→ **TEXT SECTION**:
- Opening Delimiter -

Government issues Operational guidelines for Production Linked Incentive Scheme of Pharmaceuticals Applications invited from the industry
GG News Bureau
New Delhi, 1st June. With an aim to enhance India’s manufacturing capabilities by increasing investment and production in the sector and to contribute to product diversification to high-value goods in the pharmaceutical sector, the Department of Pharmaceuticals notified the ‘Production Linked Incentive (PLI) Scheme for Pharmaceuticals’ vide Gazette Notification No.31026/60/2020-Policy-DoP dated 3rd March 2021. The approved outlay of the scheme is Rs 15000 crore. The scheme envisages creating global champions out of India who has the potential to grow and scale using cutting edge technology and thereby penetrate the global value chains. Based on a series of consultations with the pharmaceutical industry and stakeholders in the Government, the operational guidelines for the scheme have been prepared and issued on 1st June. The scheme is now open to applications from the industry.
The applications are invited in three groups based on the Global Manufacturing Revenue of FY 2019-20 of the applicants. A special carve-out for MSMEs has been kept under the scheme. All the applications will be submitted through an online portal maintained by SIDBI, the Project Management Agency for the scheme. The application can be made on the online portal, the URL of which is https://pli-pharma.udyamimitra.in. The application window is for 60 days starting from 2nd June 2021 to 31st July 2021 (Both dates inclusive)

- Closing Delimiter -

→ **PROVIDED MATERIAL**:

- Opening Delimiter -

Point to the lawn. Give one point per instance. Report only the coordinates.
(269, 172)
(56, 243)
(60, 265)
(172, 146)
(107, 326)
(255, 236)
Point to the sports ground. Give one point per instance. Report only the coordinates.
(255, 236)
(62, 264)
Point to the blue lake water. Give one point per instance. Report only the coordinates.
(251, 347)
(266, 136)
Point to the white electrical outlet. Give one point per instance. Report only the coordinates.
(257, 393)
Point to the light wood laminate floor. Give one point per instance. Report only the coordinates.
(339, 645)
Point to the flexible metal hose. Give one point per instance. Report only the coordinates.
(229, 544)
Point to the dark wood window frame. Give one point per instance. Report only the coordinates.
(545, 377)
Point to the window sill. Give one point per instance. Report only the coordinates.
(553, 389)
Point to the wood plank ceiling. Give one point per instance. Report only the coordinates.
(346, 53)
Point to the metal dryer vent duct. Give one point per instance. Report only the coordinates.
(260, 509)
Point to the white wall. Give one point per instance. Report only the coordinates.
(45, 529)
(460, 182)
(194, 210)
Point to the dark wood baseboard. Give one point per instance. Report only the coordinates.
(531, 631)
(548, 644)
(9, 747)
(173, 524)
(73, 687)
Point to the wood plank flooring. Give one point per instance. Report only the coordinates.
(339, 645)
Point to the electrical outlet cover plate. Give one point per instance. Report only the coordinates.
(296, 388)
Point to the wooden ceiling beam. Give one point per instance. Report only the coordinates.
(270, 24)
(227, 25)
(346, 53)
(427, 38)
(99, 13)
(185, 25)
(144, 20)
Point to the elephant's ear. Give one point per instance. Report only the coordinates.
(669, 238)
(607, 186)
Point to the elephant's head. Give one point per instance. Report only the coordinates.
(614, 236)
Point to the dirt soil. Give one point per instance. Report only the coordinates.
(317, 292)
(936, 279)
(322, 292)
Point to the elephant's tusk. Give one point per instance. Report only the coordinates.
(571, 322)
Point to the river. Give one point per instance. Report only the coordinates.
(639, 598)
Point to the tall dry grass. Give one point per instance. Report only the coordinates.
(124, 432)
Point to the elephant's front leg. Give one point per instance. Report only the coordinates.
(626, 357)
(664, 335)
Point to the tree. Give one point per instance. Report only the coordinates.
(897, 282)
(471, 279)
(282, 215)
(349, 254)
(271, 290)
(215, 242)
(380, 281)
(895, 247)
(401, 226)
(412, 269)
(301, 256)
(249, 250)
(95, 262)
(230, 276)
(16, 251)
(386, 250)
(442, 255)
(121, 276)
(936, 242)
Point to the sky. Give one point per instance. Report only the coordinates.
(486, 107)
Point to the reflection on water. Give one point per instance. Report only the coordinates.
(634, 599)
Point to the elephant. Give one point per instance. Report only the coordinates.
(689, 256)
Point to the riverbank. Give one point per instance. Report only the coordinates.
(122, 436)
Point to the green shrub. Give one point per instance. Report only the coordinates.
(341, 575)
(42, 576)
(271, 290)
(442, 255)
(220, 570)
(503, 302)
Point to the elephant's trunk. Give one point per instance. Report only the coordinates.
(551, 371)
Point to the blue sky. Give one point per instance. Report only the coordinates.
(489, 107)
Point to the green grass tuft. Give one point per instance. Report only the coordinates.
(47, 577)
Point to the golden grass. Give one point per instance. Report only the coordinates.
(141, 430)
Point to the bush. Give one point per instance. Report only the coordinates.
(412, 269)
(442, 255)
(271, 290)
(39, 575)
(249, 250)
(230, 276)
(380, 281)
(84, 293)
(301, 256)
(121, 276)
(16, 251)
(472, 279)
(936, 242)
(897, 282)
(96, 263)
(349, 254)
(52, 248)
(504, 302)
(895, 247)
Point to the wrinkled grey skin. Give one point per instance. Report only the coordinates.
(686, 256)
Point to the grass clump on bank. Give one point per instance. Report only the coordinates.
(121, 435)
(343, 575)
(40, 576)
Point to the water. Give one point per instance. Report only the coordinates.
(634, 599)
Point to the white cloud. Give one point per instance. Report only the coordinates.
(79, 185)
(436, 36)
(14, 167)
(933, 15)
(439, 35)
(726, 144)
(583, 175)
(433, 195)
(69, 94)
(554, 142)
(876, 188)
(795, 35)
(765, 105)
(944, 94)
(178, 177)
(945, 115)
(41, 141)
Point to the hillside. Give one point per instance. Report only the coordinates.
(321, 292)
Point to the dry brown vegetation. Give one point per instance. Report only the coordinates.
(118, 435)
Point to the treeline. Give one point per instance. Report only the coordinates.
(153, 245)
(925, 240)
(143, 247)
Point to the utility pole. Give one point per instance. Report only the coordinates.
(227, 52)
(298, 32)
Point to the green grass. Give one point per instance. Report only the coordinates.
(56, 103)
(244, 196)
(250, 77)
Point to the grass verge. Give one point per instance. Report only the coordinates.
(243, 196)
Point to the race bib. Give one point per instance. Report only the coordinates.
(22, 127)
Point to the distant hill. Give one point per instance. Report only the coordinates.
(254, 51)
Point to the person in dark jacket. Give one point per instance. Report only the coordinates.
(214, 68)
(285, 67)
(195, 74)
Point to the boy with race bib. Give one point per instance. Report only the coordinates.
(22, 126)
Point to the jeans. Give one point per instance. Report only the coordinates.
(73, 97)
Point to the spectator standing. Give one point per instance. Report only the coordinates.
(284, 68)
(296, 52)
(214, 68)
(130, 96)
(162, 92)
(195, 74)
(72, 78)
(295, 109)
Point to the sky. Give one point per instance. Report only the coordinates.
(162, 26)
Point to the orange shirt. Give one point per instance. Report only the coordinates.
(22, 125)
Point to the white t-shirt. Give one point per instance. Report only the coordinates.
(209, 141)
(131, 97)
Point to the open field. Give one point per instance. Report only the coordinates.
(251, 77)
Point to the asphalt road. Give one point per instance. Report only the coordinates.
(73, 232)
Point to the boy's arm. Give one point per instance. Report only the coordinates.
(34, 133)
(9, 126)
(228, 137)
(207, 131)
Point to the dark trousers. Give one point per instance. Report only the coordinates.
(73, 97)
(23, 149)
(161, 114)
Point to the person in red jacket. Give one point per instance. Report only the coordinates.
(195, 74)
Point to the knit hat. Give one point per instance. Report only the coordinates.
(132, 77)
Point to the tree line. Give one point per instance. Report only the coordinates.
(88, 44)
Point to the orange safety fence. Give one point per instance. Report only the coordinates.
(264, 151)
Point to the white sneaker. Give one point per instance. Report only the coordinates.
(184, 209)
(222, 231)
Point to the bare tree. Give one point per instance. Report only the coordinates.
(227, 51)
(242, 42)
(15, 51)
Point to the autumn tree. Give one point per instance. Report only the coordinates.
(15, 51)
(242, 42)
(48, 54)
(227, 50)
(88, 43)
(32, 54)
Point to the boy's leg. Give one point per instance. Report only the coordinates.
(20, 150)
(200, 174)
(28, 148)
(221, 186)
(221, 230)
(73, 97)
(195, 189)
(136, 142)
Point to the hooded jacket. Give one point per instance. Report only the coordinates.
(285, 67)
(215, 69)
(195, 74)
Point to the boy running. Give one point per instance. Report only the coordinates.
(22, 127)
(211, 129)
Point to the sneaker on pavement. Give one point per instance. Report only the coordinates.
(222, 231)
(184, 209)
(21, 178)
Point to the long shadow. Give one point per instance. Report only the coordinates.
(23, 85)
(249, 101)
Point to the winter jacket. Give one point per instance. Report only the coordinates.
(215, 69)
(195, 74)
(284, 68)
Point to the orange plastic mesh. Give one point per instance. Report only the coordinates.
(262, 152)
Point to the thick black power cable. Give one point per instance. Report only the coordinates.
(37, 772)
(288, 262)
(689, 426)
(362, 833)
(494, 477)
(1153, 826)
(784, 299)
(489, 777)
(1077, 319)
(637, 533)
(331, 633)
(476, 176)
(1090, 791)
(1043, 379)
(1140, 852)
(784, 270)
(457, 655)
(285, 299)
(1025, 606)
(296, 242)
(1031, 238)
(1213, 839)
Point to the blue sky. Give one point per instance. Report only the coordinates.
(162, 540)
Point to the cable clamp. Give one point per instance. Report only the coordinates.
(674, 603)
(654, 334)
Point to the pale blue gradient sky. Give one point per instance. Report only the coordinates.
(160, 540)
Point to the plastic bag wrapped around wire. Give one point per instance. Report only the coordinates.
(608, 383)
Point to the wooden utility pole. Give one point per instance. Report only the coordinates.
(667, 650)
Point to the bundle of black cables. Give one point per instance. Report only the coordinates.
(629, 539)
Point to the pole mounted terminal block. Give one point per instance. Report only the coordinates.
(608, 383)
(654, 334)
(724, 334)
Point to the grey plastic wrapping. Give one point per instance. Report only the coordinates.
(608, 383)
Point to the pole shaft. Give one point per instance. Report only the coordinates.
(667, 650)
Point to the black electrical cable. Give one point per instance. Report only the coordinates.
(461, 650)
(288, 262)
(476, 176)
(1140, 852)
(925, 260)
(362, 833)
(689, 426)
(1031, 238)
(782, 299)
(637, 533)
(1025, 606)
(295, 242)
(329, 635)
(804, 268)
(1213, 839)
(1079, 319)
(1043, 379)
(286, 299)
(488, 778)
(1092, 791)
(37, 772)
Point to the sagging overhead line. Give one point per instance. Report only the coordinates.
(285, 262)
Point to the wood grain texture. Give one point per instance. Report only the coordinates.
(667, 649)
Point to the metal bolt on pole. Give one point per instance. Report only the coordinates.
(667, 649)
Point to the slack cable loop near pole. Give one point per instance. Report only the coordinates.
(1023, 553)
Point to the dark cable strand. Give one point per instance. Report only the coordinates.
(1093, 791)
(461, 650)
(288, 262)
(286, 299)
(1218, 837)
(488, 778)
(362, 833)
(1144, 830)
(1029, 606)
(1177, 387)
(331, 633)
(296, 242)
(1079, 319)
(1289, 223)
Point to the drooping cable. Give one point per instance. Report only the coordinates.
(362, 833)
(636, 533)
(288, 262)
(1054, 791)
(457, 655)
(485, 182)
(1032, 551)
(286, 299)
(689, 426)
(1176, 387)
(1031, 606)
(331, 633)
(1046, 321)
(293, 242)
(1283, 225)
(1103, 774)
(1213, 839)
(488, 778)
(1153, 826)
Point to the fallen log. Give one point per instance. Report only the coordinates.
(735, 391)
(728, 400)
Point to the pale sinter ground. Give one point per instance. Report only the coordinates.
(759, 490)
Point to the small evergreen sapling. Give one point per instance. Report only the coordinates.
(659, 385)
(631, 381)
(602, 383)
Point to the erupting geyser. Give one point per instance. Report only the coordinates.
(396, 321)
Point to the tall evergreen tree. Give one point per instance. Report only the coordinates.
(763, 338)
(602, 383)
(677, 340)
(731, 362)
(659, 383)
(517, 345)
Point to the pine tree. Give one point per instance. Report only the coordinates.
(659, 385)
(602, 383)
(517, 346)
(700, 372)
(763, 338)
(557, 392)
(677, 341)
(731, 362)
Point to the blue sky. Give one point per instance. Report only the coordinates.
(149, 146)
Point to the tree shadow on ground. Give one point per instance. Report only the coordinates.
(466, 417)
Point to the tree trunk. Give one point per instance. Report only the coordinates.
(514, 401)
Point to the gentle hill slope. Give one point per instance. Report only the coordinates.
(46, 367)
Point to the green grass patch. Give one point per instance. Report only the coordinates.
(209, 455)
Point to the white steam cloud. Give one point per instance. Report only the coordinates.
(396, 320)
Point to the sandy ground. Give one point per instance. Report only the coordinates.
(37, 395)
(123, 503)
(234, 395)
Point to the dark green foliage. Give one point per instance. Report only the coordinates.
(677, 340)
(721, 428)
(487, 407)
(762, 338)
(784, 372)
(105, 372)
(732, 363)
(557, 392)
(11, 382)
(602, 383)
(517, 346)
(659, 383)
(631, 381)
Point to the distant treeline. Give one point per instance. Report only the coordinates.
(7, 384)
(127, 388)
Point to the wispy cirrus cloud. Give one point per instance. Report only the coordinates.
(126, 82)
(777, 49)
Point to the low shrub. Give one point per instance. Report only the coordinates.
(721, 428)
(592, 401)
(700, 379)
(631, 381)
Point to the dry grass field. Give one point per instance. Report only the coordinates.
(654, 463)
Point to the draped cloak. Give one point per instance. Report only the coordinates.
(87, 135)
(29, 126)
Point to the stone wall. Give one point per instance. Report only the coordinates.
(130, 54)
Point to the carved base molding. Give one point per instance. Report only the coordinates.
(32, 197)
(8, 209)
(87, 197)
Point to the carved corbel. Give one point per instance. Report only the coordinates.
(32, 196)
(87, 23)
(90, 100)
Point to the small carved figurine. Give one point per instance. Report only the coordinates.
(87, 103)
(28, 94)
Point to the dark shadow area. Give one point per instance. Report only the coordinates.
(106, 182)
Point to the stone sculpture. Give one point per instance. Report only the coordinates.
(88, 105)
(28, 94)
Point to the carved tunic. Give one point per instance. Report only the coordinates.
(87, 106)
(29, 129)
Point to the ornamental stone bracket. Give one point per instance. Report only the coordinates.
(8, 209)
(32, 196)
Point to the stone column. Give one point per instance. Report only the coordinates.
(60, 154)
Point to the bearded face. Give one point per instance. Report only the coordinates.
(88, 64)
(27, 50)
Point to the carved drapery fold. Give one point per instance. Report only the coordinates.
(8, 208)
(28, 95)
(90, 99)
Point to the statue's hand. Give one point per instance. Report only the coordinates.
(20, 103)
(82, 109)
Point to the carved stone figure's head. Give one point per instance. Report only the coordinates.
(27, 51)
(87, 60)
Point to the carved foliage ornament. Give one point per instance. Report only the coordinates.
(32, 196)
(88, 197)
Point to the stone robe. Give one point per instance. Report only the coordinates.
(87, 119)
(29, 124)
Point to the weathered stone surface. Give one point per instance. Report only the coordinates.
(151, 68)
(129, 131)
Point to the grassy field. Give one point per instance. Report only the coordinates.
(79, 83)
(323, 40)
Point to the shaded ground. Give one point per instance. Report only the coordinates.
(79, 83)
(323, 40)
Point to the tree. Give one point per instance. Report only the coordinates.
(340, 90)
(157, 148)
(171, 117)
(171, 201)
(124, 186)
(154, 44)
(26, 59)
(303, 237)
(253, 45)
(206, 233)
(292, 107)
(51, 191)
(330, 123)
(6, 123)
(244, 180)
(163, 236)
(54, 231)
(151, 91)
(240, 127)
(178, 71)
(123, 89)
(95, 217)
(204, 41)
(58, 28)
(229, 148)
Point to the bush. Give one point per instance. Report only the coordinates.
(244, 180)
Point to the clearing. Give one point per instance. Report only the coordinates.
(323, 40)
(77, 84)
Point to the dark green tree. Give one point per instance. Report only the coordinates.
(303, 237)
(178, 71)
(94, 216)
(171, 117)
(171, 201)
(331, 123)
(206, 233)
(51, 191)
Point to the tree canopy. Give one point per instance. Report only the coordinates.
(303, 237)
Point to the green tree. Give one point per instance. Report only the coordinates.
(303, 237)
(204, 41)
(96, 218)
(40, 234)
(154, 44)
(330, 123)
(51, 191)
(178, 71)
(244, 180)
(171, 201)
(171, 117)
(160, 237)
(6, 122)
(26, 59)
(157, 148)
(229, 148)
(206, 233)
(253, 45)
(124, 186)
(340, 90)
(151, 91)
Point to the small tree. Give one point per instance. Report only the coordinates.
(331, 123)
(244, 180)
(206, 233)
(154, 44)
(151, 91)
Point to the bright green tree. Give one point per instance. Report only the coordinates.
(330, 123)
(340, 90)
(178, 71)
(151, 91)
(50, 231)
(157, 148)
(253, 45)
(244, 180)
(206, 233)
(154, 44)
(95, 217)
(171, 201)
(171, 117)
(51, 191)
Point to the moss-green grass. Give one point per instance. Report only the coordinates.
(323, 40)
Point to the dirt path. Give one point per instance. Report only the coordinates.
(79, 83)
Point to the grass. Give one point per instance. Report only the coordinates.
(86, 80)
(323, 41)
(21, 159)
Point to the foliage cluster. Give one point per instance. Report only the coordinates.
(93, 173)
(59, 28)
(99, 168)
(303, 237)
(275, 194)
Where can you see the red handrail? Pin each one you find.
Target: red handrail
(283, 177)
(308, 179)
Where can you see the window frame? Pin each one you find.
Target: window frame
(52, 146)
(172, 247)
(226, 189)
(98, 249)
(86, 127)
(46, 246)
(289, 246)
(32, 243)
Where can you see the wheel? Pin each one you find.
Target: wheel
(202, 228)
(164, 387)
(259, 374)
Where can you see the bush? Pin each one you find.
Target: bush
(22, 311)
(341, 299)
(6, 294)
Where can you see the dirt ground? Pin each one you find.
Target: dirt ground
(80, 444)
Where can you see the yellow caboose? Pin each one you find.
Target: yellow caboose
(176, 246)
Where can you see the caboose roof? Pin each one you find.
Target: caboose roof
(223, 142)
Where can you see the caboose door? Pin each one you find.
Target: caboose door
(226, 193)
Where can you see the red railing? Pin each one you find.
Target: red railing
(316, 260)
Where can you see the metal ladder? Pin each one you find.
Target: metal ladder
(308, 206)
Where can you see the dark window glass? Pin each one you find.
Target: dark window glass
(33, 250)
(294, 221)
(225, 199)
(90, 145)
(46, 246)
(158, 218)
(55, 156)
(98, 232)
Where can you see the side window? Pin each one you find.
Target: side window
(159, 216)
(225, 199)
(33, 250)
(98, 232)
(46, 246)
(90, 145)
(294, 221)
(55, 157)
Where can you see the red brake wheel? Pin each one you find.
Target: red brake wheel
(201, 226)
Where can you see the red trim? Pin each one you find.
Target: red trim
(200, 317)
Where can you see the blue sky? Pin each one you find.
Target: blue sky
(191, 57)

- Closing Delimiter -

→ **REQUIRED ACTIONS**:
[1] Print the part of the pharmaceuticals PLI news report starting at "The applications are" and ending at "(Both dates inclusive)".
[2] According to the pharmaceuticals PLI news report, what is the approved outlay of the scheme?
[3] Pick up the news report on the pharmaceuticals PLI scheme where it stops and continue it.

→ **ANSWERS TO THE EXERCISE**:
[1]
The applications are invited in three groups based on the Global Manufacturing Revenue of FY 2019-20 of the applicants. A special carve-out for MSMEs has been kept under the scheme. All the applications will be submitted through an online portal maintained by SIDBI, the Project Management Agency for the scheme. The application can be made on the online portal, the URL of which is https://pli-pharma.udyamimitra.in. The application window is for 60 days starting from 2nd June 2021 to 31st July 2021 (Both dates inclusive)

[2] Rs 15000 crore.

[3]
The eligible products have been categorized into three categories. The products covered under the scheme are formulations, biopharmaceuticals, active pharmaceutical ingredients, key starting material, drug intermediates, in-vitro diagnostic medical devices, etc. The category-1 and category-2 products attract 10% incentive and category-3 products attract 5% incentive on the incremental sales. Incremental sales of a product mean sales of that product in a year over and above the sales of that product in FY 2019-2020.
Based on clearly laid out selection criteria given in the guidelines, a maximum of 55 applicants will be selected under the scheme. An applicant, through a single application, can apply for more than one product and the products applied by an applicant can be in any of the three categories. The applicants will be required to achieve minimum cumulative investment per year over a period of 5 years as prescribed under the scheme. The investment could be under new plant and machinery, equipment and associated utilities, research and development, transfer of technology, product registration and expenditure incurred on the building where plant and machinery are installed. The investment made on or after April 01, 2020, will be considered as eligible investment under the scheme.